Pick out each line of the rows below that contains the string "gavel" and copy those lines out.

Items from a data source:
========================================

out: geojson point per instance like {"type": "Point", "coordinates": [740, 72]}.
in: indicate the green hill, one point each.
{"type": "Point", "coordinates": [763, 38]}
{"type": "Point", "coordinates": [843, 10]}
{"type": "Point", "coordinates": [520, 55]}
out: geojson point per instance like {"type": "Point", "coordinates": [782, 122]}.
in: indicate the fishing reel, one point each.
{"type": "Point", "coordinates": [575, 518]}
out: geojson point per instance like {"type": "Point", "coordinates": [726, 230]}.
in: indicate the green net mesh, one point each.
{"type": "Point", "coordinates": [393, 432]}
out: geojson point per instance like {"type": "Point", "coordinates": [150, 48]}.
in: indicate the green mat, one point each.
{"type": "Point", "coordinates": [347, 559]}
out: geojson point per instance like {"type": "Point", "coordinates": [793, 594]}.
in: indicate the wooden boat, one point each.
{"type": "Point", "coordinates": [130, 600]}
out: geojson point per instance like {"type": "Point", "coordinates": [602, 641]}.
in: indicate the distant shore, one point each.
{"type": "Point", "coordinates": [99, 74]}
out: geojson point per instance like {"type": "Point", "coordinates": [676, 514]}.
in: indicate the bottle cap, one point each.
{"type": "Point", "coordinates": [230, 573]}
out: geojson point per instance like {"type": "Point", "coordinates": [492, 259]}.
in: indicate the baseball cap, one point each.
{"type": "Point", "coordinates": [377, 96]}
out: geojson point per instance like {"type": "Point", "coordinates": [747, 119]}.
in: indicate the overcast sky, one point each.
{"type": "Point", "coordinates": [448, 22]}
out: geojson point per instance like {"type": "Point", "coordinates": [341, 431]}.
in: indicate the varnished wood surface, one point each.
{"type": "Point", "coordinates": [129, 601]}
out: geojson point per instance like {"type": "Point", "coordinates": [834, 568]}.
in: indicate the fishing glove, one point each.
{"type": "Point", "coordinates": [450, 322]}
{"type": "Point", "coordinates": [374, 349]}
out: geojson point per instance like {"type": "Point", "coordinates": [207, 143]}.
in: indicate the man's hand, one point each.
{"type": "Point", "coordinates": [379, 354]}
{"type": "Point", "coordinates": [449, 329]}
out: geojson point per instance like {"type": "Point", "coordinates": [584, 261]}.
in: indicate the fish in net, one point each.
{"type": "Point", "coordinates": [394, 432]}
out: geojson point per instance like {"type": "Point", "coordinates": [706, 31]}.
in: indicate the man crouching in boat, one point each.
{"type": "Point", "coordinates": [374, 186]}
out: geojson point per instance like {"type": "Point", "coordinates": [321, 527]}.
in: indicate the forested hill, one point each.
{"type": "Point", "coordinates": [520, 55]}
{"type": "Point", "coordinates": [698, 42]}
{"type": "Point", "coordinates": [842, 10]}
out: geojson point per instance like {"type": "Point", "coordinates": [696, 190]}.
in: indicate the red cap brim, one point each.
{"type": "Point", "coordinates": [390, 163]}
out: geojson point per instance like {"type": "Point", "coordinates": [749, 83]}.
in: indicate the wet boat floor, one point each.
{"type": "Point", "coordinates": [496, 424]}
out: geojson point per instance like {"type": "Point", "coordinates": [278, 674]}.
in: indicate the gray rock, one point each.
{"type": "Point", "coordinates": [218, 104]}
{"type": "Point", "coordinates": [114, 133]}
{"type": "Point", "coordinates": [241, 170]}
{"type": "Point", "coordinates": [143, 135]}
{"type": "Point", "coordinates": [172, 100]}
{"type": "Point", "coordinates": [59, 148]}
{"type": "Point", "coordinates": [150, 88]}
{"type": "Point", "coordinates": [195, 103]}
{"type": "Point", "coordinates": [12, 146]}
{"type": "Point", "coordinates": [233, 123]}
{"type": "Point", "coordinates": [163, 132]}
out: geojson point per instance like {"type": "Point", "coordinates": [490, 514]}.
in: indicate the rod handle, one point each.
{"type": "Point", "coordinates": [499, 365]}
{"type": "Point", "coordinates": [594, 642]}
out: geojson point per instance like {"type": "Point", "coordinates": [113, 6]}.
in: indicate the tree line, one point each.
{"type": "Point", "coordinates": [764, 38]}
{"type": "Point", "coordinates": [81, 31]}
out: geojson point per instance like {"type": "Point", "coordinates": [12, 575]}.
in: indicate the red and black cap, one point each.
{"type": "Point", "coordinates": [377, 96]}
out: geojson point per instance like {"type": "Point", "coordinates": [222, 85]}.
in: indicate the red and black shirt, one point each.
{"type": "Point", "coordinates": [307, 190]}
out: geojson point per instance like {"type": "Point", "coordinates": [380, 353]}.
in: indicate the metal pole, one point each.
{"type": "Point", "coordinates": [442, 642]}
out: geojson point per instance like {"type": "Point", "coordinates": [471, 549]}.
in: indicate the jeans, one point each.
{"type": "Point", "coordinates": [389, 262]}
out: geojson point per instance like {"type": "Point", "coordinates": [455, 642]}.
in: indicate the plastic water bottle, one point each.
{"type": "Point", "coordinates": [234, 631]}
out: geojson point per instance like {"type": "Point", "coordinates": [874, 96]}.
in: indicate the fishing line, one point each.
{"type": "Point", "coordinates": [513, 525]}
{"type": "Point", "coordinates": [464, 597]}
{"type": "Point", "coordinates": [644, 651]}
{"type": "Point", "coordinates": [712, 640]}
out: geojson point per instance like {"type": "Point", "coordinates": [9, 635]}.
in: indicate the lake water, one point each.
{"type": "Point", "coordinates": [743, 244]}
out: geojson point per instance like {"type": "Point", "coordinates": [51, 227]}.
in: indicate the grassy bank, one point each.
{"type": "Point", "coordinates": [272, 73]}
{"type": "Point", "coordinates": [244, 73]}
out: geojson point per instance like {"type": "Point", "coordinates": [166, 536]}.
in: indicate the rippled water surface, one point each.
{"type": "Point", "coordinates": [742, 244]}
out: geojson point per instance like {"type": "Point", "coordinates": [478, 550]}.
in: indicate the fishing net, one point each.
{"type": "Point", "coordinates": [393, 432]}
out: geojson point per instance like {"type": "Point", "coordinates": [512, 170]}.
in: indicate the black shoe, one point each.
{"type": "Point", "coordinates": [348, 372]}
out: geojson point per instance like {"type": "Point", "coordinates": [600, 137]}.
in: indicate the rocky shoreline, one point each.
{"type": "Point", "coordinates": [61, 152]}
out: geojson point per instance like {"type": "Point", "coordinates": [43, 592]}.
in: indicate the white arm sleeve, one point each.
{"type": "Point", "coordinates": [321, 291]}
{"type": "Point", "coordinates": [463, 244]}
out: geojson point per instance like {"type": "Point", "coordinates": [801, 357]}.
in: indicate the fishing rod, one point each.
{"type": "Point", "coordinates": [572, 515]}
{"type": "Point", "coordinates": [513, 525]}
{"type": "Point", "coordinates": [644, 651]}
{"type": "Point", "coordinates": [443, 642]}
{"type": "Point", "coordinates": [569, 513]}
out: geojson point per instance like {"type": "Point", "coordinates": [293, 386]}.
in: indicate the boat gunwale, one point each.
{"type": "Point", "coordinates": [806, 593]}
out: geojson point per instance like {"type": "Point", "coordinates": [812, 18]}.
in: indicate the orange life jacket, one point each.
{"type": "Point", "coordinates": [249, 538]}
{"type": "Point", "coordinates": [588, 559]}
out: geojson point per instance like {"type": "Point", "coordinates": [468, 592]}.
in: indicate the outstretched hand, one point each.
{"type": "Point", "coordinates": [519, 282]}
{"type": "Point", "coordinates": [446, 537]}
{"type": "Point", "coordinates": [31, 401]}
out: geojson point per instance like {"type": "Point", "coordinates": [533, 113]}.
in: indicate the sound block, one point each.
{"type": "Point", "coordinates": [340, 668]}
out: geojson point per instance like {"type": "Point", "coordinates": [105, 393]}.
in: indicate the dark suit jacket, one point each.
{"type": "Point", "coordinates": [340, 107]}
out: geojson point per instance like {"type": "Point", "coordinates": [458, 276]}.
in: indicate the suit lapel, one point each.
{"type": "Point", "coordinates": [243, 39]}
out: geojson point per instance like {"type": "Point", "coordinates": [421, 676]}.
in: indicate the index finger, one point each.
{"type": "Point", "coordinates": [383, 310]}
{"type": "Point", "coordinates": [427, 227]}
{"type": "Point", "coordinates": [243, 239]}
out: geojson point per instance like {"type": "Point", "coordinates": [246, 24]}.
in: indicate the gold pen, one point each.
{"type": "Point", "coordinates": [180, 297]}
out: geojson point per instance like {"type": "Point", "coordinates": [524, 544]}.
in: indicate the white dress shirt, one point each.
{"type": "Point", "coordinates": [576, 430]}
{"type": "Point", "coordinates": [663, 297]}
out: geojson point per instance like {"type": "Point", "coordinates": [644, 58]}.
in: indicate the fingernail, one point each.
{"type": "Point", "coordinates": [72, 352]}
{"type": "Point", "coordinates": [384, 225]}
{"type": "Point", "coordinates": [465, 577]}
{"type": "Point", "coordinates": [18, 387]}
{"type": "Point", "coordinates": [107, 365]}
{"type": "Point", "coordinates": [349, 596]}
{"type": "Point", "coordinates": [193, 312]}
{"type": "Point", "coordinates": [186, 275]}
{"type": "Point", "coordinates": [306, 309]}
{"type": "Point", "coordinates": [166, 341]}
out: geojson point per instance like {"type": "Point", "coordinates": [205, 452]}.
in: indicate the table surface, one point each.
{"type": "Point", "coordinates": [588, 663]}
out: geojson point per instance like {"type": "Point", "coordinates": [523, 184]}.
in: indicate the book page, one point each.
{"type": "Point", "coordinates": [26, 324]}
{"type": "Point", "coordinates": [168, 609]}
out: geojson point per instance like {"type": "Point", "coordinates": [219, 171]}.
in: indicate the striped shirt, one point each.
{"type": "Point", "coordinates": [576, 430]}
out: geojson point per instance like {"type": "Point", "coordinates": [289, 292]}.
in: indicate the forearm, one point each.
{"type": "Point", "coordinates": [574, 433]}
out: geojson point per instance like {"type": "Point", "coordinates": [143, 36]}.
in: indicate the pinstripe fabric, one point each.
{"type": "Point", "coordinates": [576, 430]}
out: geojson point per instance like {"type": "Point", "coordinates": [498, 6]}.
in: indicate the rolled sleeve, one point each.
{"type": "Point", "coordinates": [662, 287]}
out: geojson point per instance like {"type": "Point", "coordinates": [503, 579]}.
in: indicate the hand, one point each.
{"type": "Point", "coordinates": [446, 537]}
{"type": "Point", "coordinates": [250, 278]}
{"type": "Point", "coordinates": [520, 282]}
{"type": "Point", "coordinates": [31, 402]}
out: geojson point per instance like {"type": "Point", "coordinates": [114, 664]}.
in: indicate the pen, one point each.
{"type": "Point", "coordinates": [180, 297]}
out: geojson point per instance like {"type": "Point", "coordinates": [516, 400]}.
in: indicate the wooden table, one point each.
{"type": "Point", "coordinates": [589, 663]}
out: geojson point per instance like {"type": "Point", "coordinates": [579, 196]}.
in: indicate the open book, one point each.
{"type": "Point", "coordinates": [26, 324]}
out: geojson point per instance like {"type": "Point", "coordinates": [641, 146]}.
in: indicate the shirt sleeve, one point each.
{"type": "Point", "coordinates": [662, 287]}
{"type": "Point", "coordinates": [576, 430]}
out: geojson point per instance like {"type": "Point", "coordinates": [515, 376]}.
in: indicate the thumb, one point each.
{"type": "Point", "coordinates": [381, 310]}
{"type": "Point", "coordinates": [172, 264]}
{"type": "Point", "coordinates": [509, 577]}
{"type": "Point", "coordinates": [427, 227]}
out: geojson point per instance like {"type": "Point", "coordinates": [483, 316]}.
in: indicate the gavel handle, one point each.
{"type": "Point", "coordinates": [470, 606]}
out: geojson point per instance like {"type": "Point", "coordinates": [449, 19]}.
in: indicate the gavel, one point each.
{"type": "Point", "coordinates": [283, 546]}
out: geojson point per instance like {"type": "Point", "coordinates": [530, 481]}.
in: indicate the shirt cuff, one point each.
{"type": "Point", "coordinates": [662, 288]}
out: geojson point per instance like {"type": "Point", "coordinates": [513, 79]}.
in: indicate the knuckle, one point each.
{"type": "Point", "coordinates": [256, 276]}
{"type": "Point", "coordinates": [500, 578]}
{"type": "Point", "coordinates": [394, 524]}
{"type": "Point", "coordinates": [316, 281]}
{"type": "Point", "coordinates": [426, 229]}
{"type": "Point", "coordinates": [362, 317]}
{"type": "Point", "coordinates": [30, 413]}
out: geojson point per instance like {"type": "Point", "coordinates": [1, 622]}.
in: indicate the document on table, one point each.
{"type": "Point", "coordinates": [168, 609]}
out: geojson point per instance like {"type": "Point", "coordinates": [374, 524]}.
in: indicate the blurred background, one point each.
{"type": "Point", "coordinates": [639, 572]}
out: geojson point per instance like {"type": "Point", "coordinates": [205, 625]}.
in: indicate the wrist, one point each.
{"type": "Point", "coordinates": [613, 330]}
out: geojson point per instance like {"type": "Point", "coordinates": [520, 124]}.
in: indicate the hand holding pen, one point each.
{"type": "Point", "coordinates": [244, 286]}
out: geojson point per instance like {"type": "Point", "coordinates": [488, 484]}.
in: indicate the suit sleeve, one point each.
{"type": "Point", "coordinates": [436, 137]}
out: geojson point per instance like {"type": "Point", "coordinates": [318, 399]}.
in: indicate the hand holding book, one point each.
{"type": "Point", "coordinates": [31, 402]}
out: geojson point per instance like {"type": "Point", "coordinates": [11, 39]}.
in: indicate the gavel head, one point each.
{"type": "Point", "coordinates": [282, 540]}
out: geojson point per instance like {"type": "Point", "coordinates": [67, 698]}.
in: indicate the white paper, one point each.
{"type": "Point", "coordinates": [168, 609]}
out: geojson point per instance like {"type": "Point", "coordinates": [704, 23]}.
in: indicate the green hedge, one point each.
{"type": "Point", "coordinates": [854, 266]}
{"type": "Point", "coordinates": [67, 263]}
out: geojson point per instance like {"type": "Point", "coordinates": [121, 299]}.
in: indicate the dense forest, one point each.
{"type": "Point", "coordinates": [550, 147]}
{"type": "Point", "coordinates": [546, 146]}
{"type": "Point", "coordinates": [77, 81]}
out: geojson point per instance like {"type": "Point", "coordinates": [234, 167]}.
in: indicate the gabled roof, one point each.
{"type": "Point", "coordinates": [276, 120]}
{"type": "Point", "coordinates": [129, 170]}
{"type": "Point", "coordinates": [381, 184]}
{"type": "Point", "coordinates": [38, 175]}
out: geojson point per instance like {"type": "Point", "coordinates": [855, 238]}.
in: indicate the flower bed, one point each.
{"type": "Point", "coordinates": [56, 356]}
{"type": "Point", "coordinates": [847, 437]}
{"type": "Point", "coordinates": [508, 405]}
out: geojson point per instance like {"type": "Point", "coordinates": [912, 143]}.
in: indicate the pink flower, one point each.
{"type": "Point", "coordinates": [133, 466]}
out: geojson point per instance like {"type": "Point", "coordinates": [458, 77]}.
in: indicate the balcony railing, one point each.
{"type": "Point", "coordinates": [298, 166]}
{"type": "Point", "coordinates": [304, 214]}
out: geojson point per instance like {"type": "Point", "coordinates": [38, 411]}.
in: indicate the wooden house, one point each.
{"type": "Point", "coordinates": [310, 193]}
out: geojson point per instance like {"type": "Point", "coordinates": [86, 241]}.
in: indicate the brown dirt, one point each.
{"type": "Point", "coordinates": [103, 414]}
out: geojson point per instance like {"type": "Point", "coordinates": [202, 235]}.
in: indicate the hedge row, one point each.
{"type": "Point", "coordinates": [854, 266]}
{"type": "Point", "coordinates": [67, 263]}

========================================

= RESPONSE BELOW =
in: indicate the gavel handle, one point each.
in: indicate the gavel, one point each.
in: indicate the gavel head, one point each.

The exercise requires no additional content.